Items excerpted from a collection
-=-=-

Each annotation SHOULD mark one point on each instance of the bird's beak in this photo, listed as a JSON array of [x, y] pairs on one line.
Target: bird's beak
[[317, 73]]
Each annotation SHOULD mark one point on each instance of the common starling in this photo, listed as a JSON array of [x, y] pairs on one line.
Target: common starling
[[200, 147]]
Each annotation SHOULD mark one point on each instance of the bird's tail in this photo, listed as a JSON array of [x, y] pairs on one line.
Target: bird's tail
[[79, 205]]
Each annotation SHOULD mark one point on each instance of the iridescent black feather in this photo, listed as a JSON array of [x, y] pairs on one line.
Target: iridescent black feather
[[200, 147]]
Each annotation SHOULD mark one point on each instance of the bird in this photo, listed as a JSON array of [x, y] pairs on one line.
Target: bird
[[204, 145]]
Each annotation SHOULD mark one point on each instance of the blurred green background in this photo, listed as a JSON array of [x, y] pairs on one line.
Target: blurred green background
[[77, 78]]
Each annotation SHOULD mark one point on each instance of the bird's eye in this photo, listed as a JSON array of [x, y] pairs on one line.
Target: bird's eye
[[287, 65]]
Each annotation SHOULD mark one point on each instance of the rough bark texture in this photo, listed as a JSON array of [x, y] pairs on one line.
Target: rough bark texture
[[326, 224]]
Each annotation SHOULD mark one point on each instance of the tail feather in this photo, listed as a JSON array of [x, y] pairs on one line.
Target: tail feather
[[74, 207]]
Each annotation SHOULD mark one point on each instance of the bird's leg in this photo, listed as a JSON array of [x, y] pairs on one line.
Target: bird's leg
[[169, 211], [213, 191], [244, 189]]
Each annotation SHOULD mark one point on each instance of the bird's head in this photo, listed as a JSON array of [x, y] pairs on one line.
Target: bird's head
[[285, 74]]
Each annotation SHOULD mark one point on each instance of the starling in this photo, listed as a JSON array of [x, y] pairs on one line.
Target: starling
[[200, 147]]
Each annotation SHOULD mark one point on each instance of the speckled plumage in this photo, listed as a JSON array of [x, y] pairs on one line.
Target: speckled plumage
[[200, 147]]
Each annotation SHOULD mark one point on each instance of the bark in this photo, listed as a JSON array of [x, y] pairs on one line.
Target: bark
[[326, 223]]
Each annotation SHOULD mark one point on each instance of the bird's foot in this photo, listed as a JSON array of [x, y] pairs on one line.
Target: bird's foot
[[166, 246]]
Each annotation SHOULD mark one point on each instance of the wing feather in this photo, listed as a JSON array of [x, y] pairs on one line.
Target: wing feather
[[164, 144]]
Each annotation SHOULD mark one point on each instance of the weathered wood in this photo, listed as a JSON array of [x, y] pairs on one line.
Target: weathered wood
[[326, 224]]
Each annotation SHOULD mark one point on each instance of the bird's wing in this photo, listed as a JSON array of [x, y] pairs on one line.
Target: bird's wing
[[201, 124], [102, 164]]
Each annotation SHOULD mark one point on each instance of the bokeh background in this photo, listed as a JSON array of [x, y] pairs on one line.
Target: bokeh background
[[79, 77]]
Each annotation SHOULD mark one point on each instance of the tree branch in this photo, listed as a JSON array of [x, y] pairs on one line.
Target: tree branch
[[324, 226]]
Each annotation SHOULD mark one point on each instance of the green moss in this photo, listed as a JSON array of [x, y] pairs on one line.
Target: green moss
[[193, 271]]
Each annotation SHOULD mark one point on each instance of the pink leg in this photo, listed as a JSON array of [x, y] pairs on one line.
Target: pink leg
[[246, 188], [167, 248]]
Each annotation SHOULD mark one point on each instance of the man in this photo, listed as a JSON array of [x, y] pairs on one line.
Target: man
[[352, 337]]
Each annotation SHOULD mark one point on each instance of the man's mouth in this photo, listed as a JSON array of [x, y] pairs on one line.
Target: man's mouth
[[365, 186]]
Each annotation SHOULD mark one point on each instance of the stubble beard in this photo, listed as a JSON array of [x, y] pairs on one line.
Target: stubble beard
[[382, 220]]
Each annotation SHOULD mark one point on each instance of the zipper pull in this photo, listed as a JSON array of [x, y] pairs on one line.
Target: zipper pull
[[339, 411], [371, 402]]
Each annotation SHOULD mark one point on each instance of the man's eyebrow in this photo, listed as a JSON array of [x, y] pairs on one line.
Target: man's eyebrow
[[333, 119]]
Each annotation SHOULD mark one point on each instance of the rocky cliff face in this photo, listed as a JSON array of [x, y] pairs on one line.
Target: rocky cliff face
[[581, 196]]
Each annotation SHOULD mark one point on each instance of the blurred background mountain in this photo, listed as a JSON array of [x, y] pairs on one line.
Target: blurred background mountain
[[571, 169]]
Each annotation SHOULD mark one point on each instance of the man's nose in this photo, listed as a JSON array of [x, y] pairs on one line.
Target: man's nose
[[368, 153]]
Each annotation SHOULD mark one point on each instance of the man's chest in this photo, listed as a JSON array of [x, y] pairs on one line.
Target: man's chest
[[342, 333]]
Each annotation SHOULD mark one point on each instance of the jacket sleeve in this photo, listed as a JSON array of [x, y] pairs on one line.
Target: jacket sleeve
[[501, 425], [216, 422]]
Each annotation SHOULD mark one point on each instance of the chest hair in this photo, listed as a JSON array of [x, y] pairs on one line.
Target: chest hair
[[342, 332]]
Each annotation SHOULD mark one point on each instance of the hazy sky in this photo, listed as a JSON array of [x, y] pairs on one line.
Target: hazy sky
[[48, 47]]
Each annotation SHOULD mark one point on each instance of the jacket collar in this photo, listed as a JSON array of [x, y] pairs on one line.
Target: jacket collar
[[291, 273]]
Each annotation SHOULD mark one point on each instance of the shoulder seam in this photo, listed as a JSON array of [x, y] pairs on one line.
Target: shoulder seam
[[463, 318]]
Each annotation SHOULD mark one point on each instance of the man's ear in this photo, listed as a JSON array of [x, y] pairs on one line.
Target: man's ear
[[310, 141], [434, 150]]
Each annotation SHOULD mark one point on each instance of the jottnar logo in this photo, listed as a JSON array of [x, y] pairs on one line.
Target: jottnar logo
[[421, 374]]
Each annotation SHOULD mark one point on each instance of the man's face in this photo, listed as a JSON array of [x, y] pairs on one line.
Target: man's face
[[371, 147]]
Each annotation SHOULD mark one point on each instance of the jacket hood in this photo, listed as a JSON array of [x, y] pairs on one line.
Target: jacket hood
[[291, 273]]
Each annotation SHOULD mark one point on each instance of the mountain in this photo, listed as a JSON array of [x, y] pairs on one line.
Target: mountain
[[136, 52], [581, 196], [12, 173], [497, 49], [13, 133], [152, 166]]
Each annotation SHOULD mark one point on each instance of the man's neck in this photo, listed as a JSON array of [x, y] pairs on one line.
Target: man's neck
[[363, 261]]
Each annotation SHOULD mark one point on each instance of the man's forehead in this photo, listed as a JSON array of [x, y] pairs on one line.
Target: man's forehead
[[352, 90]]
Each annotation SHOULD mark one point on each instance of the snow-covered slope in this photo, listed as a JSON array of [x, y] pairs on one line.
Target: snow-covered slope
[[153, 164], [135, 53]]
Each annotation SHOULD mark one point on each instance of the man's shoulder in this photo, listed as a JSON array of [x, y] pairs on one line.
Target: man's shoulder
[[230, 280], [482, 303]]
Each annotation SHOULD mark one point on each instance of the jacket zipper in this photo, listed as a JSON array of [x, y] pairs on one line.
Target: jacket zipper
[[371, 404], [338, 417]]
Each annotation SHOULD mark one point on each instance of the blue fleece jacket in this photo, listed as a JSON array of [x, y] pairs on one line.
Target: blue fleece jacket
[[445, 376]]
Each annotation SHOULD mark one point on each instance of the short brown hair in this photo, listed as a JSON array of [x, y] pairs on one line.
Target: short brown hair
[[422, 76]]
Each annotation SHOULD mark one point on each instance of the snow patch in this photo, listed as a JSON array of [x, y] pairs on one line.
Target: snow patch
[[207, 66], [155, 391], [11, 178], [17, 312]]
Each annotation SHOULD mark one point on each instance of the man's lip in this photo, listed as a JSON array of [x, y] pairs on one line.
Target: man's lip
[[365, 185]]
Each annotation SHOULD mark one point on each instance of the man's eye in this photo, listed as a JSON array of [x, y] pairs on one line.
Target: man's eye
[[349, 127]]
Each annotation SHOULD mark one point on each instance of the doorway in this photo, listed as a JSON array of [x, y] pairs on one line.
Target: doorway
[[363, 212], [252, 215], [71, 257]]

-=-=-

Rewrite everything from the start of the items down to the line containing "[[204, 145]]", changing each "Target" to "Subject" and leaving all else unchanged.

Written response
Each annotation SHOULD mark one point on each instance of the bird's beak in this photo, listed as a JSON array of [x, y] pairs on one line.
Subject: bird's beak
[[317, 73]]
Each annotation SHOULD mark one point on each instance of the common starling in this photo, listed as a JSON array of [x, y] pairs on one line.
Subject: common starling
[[200, 147]]
Each annotation SHOULD mark one point on each instance of the bird's tail in this photo, listed as a JSON array of [x, y] pairs on one line.
Subject: bird's tail
[[79, 205]]
Each annotation SHOULD mark one point on each instance of the iridescent black feather in this photo, listed as a JSON array of [x, y] pairs on one line.
Subject: iridescent black feather
[[200, 147]]
Each annotation SHOULD mark one point on each instance of the bird in this photo, listed as a JSON array of [x, y] pairs on one line.
Subject: bird
[[204, 145]]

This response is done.